**Records drawn from a dataset:**

= = =

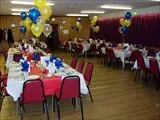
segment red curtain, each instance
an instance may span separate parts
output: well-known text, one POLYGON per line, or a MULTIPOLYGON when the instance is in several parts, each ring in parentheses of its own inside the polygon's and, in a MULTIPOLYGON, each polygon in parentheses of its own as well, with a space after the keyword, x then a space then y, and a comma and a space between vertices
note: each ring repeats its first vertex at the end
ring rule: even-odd
MULTIPOLYGON (((96 38, 122 42, 118 32, 120 18, 99 20, 100 31, 96 38)), ((160 47, 160 13, 142 14, 132 17, 132 24, 124 34, 126 42, 144 46, 160 47)))

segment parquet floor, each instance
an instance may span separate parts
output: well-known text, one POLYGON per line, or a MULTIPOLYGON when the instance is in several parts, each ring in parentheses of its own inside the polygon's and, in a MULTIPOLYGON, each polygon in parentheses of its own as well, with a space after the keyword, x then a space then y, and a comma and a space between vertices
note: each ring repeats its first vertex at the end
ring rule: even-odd
MULTIPOLYGON (((68 53, 56 53, 70 63, 68 53)), ((81 58, 79 58, 80 61, 81 58)), ((134 81, 134 76, 127 69, 107 68, 97 64, 94 58, 85 59, 94 63, 91 92, 94 103, 89 95, 83 96, 85 120, 160 120, 160 92, 153 87, 144 87, 140 81, 134 81)), ((0 68, 4 61, 0 56, 0 68)), ((14 87, 14 86, 13 86, 14 87)), ((51 101, 48 98, 50 120, 57 120, 57 112, 51 111, 51 101)), ((26 105, 24 120, 44 120, 42 104, 26 105)), ((16 115, 16 104, 11 97, 6 97, 1 111, 1 120, 19 120, 16 115)), ((81 120, 80 108, 73 109, 71 101, 61 102, 62 120, 81 120)))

= = =

A picture-free version of all the records, repeated exactly, is what to return.

**ANSWER SPACE:**
segment red curtain, each instance
an instance may span separate parts
output: well-known text, one POLYGON per line, or a MULTIPOLYGON when the instance is in several parts, each ring in parentheses of its own inside the polygon's and, in a MULTIPOLYGON, each polygon in parentheses of its own as well, with a space after the keyword, x then a space then y, and a comma and a space between vertices
note: each ring repeats its first vertex at the end
ring rule: even-odd
MULTIPOLYGON (((96 38, 122 42, 118 32, 120 18, 99 20, 100 31, 96 38)), ((160 47, 160 13, 142 14, 132 17, 132 24, 124 34, 126 42, 144 46, 160 47)))

segment parquet floor, each instance
an instance may span separate parts
output: well-known text, one POLYGON per line, or a MULTIPOLYGON when the instance is in several parts, each ring in parentheses of its own inside the polygon's and, in a MULTIPOLYGON, each polygon in parentheses of its own as well, with a space after the keyword, x then a space then y, and a comma and a space between vertices
note: each ring repeats its first vertex at the end
ring rule: even-odd
MULTIPOLYGON (((68 53, 56 53, 70 63, 68 53)), ((81 58, 79 58, 80 61, 81 58)), ((134 81, 134 76, 127 69, 107 68, 97 64, 94 58, 85 59, 94 63, 91 92, 94 103, 89 95, 83 96, 85 120, 160 120, 160 92, 153 87, 144 87, 140 81, 134 81)), ((0 68, 4 61, 0 56, 0 68)), ((14 87, 14 86, 13 86, 14 87)), ((51 101, 48 98, 50 120, 57 120, 57 112, 51 111, 51 101)), ((26 105, 24 120, 44 120, 42 104, 26 105)), ((16 115, 16 104, 11 97, 6 97, 1 111, 1 120, 19 120, 16 115)), ((81 120, 80 108, 73 109, 71 101, 61 102, 62 120, 81 120)))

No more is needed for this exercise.